:: EXERCISE OBJECTIVE ::
If a line in the entries below includes "tower", pick it out and copy it.

(Natural language region descriptions)
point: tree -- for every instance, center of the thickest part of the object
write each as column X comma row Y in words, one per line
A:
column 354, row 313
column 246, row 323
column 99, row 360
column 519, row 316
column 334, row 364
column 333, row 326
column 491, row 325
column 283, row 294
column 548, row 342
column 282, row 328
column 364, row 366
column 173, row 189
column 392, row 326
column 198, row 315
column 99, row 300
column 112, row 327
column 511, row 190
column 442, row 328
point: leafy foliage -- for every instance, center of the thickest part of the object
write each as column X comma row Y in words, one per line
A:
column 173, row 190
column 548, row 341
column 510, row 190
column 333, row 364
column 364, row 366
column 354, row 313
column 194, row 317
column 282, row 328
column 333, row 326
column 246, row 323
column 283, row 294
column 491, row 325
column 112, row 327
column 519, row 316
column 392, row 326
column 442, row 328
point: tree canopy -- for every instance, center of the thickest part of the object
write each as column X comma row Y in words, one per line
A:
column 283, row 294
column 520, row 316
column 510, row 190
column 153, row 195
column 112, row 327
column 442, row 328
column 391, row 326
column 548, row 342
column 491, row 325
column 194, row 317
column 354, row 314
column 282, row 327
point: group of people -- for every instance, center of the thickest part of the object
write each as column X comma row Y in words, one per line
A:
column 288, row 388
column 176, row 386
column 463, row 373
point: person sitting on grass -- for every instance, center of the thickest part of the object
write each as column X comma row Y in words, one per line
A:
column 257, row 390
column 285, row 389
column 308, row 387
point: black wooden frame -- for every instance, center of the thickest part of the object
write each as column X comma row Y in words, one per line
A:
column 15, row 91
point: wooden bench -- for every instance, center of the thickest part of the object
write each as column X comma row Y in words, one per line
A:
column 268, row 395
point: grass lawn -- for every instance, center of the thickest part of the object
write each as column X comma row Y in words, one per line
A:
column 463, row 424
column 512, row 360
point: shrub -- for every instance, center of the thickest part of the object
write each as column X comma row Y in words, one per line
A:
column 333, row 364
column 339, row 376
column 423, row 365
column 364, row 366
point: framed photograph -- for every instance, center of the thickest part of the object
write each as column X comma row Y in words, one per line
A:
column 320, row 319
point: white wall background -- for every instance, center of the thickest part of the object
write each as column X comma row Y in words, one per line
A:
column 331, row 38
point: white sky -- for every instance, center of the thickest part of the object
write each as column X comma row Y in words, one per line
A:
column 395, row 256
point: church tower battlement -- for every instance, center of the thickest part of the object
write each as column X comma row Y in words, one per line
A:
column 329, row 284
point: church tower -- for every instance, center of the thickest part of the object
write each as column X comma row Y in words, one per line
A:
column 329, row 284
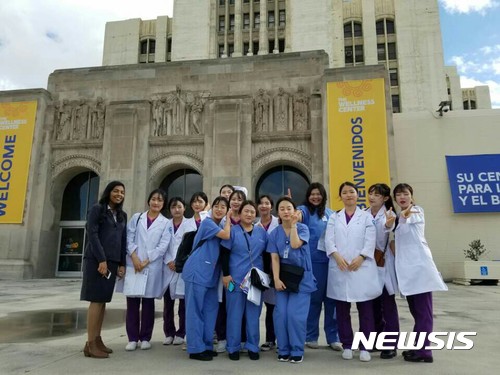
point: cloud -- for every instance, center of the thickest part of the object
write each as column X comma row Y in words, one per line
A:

:: EXERCISE ANSWER ::
point: church tower battlement -- for every instance, center of the thickest part of the object
point: church tower -- for every instance, center of the thickest part of the object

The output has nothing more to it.